▶ TO DO
Of the lines below, count those containing the word "stripe". Reply with the number alone.

[Stored data entries]
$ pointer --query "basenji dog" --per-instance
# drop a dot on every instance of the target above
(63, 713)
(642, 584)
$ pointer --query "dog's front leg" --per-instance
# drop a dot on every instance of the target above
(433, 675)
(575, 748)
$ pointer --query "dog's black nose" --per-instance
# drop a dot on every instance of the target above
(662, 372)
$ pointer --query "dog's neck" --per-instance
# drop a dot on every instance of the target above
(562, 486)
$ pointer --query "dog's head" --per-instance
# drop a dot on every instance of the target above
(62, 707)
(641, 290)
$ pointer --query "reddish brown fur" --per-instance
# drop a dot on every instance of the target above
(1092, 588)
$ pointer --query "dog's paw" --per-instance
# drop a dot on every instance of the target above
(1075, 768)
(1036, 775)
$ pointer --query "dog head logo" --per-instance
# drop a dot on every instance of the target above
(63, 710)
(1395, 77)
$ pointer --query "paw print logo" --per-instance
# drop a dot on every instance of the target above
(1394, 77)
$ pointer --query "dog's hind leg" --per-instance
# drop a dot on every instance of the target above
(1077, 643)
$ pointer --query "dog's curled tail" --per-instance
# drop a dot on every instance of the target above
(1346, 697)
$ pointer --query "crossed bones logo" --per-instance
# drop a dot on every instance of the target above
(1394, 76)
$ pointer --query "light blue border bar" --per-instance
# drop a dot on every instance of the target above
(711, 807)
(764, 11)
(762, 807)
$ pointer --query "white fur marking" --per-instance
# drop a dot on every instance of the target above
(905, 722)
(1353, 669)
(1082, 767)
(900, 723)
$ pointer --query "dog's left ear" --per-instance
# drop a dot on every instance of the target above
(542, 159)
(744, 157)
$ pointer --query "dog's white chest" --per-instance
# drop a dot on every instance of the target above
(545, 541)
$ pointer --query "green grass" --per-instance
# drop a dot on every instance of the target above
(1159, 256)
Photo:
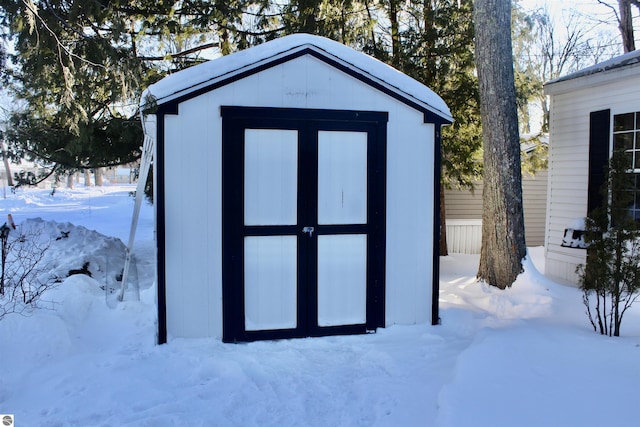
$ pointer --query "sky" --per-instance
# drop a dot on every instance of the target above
(524, 357)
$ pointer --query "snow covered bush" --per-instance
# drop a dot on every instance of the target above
(610, 280)
(24, 277)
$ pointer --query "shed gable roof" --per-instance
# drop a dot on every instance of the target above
(210, 75)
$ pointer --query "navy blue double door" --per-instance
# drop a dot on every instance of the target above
(303, 222)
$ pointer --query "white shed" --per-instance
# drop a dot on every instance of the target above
(593, 111)
(296, 190)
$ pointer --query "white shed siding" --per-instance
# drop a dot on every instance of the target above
(193, 141)
(572, 102)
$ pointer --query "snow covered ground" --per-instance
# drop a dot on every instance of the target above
(522, 357)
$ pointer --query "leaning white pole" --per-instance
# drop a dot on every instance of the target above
(145, 165)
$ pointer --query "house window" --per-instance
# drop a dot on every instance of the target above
(626, 136)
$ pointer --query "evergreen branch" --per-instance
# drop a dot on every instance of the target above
(33, 12)
(180, 54)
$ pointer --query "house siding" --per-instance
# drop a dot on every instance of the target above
(464, 214)
(572, 101)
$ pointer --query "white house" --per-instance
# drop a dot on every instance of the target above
(593, 111)
(321, 171)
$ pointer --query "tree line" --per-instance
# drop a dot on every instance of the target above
(77, 67)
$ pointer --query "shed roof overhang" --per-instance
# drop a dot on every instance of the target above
(186, 84)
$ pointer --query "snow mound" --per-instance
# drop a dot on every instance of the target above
(72, 249)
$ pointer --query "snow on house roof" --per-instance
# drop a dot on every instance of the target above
(621, 61)
(199, 77)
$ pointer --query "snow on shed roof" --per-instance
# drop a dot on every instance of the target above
(621, 61)
(199, 77)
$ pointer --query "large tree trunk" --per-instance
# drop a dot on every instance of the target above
(503, 242)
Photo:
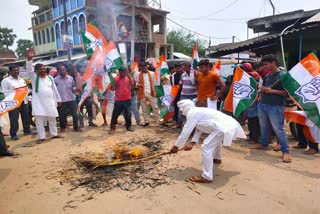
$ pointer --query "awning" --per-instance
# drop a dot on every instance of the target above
(257, 42)
(315, 18)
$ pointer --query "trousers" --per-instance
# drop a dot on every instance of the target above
(119, 107)
(3, 145)
(154, 105)
(274, 115)
(41, 121)
(211, 148)
(23, 110)
(64, 109)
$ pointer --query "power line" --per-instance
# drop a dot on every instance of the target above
(222, 9)
(213, 19)
(194, 32)
(213, 13)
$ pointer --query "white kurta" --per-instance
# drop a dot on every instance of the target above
(220, 128)
(207, 120)
(44, 102)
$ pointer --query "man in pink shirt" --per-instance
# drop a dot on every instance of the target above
(122, 87)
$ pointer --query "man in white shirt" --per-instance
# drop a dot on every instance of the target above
(146, 92)
(221, 130)
(10, 83)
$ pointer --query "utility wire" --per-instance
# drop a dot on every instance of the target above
(234, 20)
(219, 11)
(194, 32)
(213, 13)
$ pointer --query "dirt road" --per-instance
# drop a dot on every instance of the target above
(247, 181)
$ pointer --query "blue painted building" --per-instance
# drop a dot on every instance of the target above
(76, 13)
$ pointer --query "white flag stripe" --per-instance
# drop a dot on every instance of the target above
(167, 89)
(245, 80)
(90, 36)
(301, 74)
(113, 54)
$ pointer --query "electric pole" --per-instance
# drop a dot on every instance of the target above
(66, 28)
(133, 29)
(273, 7)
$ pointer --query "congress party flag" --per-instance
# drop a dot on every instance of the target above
(13, 99)
(217, 67)
(166, 95)
(112, 57)
(195, 57)
(92, 39)
(310, 130)
(162, 71)
(302, 83)
(87, 89)
(242, 93)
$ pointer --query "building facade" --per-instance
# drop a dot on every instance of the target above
(113, 18)
(43, 28)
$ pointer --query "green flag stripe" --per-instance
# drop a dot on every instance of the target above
(291, 86)
(118, 63)
(244, 104)
(86, 41)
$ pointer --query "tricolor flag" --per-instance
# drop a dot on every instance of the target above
(13, 99)
(87, 89)
(91, 39)
(112, 57)
(217, 67)
(166, 95)
(195, 57)
(302, 83)
(162, 71)
(311, 131)
(242, 93)
(134, 69)
(108, 103)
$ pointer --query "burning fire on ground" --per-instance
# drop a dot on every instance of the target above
(98, 173)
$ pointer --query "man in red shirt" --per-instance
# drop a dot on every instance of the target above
(122, 87)
(207, 84)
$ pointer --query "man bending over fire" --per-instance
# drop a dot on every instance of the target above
(221, 129)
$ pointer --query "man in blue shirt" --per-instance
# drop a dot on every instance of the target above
(270, 107)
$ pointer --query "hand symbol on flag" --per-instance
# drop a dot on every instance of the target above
(167, 100)
(242, 91)
(8, 104)
(310, 92)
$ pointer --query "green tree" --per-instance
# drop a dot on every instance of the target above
(22, 46)
(183, 42)
(7, 37)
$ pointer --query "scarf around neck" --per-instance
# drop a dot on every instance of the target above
(38, 81)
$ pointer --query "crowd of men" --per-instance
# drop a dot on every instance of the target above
(55, 94)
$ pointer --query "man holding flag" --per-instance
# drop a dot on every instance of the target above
(221, 129)
(270, 108)
(8, 84)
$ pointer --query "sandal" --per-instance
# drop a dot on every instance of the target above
(286, 158)
(297, 146)
(259, 147)
(277, 148)
(57, 136)
(40, 141)
(199, 179)
(217, 161)
(310, 152)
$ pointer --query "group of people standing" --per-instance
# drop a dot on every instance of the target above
(55, 94)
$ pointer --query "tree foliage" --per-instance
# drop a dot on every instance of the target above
(22, 46)
(7, 37)
(183, 42)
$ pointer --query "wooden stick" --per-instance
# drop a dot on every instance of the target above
(117, 163)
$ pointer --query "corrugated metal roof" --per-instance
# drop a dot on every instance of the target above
(254, 41)
(315, 18)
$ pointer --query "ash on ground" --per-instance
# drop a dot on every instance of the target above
(129, 177)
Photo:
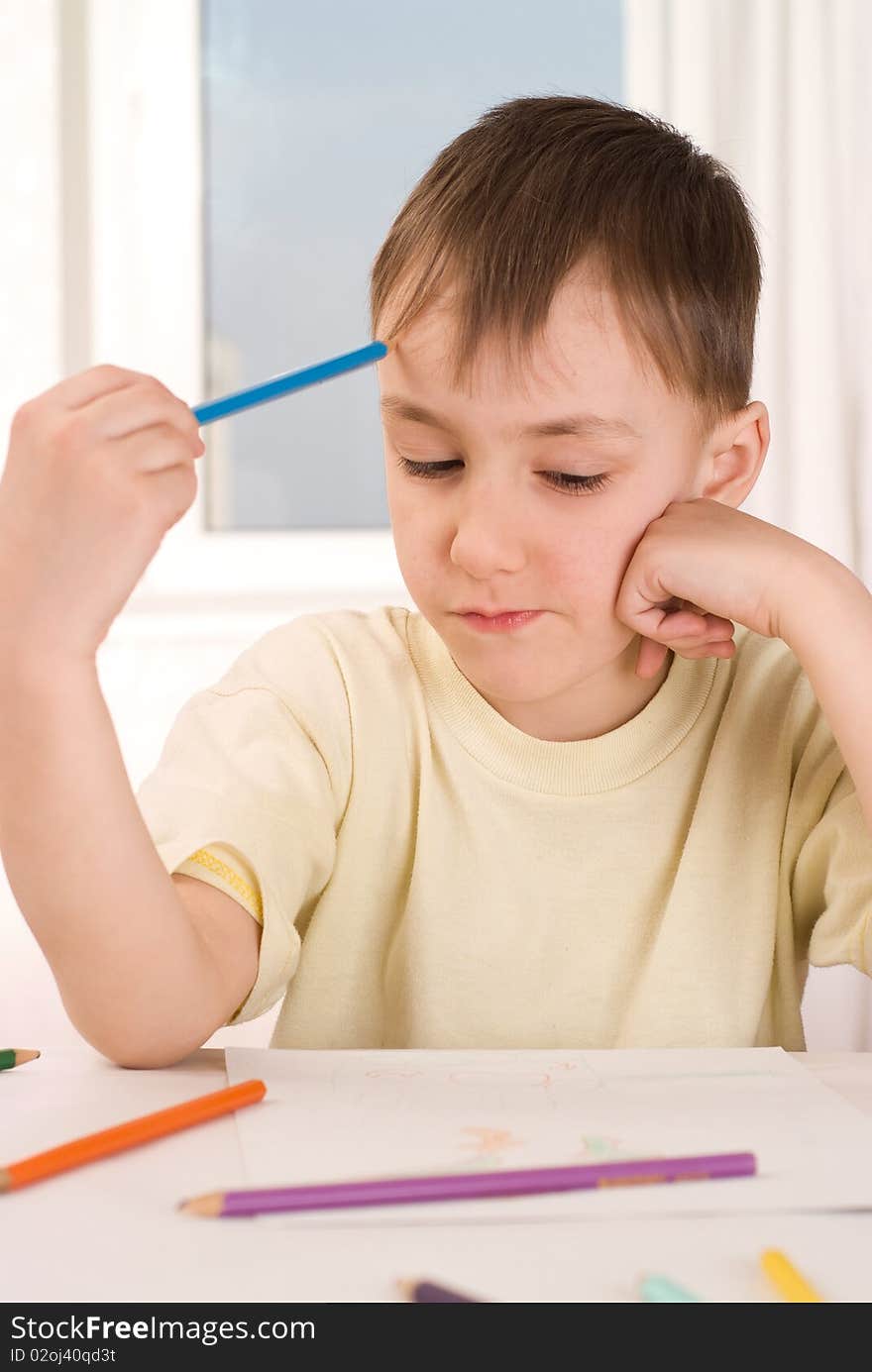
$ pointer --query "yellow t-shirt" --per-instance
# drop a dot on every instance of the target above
(430, 876)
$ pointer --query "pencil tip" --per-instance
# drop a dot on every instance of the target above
(209, 1205)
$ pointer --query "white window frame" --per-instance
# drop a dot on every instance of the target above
(143, 178)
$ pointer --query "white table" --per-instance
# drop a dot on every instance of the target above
(110, 1231)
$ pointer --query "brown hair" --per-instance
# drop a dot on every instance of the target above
(543, 185)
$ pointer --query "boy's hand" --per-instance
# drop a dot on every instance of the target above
(99, 468)
(697, 569)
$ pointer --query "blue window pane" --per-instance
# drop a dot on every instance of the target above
(317, 121)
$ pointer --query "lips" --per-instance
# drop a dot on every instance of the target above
(494, 613)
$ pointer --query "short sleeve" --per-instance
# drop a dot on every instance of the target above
(831, 886)
(253, 783)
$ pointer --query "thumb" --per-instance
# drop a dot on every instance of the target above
(651, 658)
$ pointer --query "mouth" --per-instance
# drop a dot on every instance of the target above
(508, 619)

▶ ANSWER AREA
2